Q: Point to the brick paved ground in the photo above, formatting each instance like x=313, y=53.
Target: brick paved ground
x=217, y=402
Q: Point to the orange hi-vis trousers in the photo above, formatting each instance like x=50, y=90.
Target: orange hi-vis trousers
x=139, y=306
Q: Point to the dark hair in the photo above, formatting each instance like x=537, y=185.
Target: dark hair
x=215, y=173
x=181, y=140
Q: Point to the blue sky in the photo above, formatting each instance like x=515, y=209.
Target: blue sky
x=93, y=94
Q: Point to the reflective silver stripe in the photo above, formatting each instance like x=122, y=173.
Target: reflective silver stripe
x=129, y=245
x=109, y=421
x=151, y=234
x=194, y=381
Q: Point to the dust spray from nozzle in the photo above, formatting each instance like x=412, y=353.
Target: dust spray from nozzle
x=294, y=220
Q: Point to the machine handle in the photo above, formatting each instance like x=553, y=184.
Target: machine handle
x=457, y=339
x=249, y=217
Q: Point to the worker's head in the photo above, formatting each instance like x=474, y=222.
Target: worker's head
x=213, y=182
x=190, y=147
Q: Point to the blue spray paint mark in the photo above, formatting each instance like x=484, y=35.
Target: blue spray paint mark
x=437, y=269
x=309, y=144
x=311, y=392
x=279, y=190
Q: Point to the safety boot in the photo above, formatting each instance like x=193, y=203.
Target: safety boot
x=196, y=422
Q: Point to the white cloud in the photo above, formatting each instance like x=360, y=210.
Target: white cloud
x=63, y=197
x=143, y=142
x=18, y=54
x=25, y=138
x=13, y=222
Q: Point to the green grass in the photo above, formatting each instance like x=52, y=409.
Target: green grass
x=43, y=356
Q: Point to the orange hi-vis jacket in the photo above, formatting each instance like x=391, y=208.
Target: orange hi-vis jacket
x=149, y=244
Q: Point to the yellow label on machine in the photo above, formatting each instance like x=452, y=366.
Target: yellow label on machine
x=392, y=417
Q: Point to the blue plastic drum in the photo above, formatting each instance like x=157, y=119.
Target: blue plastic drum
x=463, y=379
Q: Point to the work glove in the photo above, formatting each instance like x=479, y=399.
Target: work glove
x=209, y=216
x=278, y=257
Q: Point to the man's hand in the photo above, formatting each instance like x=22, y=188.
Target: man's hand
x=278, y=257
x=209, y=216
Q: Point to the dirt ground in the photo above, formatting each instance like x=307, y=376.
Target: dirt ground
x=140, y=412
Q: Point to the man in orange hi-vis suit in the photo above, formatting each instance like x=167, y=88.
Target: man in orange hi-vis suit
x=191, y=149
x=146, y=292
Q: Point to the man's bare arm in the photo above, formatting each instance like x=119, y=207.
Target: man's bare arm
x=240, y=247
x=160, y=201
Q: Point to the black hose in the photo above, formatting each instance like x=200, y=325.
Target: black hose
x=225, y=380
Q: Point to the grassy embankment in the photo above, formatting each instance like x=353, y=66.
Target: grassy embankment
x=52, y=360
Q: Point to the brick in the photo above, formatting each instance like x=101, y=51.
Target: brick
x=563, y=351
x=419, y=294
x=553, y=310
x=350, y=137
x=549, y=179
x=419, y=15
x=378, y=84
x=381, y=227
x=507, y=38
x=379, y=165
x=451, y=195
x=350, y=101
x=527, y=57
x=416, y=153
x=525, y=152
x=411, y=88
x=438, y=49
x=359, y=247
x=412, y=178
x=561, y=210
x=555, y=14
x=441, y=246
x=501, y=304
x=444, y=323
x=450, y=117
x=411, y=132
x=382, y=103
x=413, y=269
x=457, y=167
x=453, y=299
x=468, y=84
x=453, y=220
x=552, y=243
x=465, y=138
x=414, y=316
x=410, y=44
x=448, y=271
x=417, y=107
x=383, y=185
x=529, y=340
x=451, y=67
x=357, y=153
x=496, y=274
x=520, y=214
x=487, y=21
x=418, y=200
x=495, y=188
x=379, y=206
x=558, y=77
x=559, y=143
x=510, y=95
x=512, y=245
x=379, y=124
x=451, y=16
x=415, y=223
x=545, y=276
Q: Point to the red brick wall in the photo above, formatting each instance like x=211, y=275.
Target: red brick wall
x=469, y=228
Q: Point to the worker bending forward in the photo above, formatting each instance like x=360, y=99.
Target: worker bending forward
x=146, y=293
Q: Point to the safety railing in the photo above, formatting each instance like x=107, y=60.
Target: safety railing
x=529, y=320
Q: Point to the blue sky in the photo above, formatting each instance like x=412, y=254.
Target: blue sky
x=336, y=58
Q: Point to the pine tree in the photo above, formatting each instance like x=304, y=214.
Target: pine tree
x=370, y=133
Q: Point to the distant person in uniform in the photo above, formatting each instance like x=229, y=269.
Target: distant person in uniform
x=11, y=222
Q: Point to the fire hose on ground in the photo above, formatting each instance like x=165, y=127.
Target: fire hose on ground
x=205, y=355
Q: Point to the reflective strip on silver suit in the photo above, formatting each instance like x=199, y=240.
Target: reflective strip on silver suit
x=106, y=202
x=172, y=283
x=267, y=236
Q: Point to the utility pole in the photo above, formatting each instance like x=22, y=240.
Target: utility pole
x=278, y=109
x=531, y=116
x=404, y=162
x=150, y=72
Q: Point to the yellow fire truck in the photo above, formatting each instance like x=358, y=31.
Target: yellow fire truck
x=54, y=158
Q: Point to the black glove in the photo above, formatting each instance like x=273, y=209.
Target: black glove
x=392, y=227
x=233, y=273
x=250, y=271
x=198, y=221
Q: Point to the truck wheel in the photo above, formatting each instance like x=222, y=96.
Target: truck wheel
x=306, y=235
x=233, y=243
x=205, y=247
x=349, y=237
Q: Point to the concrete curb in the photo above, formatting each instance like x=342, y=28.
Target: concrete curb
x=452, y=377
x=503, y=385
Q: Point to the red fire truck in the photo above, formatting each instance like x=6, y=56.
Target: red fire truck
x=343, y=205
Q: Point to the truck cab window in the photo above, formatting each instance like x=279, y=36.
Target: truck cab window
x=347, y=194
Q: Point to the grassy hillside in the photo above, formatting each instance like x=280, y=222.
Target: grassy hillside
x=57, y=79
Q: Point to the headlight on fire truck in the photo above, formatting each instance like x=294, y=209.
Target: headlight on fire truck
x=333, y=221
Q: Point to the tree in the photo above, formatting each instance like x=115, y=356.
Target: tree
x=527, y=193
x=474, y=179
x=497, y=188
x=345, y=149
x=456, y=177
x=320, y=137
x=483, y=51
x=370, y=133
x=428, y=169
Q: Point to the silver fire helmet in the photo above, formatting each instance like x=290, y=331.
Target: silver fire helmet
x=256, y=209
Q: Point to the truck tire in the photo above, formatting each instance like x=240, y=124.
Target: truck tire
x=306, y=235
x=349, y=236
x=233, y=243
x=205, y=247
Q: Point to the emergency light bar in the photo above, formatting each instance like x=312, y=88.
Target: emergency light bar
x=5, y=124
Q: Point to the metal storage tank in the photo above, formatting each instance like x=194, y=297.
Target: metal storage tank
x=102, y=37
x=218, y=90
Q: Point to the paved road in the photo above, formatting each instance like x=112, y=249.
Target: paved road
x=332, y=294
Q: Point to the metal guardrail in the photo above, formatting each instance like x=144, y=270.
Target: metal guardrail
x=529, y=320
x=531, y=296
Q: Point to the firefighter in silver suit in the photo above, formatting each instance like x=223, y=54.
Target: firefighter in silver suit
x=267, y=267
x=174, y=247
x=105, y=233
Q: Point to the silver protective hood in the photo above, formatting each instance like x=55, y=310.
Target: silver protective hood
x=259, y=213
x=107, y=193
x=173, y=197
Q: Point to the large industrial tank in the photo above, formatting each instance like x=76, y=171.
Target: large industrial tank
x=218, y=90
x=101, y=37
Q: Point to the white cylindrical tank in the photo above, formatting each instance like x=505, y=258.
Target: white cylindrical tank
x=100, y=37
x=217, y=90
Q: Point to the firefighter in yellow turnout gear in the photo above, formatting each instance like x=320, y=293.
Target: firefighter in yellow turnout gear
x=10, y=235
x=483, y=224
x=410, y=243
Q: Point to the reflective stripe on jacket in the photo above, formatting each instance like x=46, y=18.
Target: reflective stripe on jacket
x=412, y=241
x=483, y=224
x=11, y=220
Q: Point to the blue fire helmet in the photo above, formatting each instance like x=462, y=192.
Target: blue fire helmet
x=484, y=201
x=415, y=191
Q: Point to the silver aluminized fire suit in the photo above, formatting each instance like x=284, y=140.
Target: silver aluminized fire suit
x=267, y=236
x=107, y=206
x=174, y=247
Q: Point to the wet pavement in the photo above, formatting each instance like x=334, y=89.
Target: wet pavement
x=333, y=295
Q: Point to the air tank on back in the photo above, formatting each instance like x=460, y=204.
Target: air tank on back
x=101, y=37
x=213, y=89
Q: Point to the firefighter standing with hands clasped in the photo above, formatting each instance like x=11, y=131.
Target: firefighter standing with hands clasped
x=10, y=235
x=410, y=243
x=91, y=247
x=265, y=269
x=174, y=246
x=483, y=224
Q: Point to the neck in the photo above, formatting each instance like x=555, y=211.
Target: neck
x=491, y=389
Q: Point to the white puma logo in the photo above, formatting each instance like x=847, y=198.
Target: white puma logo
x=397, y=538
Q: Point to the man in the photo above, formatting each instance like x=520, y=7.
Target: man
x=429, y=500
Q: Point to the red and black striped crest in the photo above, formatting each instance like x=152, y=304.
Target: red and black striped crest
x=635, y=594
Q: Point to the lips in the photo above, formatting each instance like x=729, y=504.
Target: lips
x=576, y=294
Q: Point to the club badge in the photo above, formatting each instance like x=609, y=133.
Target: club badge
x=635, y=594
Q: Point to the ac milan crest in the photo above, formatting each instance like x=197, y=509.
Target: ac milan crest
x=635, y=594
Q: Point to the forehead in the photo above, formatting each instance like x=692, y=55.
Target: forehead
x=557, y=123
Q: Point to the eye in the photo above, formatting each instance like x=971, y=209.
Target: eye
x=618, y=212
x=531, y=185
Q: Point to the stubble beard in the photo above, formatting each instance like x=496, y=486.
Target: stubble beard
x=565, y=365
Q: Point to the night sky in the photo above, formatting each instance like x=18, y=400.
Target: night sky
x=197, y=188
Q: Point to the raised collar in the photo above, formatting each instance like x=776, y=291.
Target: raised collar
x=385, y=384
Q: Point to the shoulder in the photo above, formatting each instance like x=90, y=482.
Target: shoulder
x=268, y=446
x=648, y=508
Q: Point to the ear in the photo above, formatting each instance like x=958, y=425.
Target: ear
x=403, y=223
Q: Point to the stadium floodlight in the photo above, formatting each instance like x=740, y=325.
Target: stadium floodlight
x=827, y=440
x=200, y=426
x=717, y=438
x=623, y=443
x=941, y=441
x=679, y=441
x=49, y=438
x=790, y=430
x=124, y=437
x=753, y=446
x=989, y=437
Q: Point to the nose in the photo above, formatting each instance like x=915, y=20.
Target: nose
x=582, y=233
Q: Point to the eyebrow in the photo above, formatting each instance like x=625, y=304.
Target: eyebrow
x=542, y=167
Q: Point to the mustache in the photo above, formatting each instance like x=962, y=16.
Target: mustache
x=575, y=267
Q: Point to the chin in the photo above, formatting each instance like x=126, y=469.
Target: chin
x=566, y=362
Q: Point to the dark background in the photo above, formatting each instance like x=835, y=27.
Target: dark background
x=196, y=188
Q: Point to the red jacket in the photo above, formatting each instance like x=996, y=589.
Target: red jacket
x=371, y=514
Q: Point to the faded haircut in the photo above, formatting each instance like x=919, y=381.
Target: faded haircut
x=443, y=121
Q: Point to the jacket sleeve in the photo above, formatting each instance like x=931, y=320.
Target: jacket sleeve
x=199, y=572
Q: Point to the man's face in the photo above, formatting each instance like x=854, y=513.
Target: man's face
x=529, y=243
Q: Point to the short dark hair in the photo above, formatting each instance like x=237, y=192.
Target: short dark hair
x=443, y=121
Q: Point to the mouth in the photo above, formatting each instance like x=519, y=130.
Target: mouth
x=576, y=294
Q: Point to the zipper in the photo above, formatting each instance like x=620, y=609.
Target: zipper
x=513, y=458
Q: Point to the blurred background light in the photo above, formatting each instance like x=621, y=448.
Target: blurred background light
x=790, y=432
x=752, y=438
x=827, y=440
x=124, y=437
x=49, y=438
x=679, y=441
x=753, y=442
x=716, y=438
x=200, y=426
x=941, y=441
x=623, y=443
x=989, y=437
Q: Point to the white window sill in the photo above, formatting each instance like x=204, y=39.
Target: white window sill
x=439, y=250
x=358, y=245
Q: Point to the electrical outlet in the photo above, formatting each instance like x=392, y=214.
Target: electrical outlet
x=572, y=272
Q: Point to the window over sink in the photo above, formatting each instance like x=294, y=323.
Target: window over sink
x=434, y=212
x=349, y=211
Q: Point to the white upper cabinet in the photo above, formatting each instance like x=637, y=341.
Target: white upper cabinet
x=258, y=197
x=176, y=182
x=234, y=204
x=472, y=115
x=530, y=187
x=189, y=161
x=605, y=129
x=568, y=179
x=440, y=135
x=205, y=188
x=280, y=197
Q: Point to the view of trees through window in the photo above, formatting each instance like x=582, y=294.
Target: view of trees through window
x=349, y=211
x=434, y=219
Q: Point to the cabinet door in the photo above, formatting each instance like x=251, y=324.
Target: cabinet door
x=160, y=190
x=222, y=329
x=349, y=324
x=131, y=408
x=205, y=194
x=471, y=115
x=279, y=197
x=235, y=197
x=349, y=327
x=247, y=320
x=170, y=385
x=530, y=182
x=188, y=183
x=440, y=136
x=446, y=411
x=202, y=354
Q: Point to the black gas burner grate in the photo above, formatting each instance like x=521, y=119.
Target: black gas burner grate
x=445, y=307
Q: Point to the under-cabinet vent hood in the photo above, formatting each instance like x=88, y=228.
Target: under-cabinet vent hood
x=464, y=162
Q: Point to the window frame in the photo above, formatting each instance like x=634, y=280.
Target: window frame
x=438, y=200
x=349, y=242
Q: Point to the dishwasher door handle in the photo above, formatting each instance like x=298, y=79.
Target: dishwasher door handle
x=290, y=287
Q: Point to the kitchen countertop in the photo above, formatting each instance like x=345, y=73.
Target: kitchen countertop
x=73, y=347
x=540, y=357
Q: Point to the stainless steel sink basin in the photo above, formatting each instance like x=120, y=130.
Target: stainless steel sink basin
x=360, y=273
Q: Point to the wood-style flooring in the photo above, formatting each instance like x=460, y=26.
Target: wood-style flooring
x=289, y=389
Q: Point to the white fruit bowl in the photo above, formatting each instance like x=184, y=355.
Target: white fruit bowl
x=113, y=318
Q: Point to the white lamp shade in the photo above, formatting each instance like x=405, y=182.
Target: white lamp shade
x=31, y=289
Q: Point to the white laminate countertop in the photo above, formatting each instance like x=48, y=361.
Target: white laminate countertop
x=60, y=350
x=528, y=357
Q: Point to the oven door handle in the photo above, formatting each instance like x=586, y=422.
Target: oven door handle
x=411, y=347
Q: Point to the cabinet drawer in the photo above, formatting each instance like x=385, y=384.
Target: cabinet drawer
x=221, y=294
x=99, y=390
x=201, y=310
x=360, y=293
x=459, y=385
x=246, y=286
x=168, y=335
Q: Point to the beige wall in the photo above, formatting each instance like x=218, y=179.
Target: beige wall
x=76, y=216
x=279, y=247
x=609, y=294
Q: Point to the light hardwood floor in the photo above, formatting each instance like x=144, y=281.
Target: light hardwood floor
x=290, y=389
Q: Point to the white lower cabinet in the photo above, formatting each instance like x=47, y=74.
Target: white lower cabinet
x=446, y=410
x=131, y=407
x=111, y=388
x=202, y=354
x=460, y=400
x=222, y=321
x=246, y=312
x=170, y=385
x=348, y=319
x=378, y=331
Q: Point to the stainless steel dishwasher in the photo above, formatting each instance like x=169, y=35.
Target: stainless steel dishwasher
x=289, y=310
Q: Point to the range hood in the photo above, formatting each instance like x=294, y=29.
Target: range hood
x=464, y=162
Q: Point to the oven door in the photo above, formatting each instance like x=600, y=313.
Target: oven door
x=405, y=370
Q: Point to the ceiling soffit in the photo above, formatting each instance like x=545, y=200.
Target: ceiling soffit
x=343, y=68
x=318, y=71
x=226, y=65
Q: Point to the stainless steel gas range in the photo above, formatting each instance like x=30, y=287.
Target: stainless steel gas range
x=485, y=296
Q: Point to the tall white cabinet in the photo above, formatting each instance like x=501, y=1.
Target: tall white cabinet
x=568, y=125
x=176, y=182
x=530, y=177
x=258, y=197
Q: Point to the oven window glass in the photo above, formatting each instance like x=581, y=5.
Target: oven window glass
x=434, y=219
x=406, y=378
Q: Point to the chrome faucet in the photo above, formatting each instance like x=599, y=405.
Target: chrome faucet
______
The word to find is "faucet". Copy every line of the data that holds it.

Q: Point to the chrome faucet in the photo above, formatting each instance like x=599, y=405.
Target: chrome faucet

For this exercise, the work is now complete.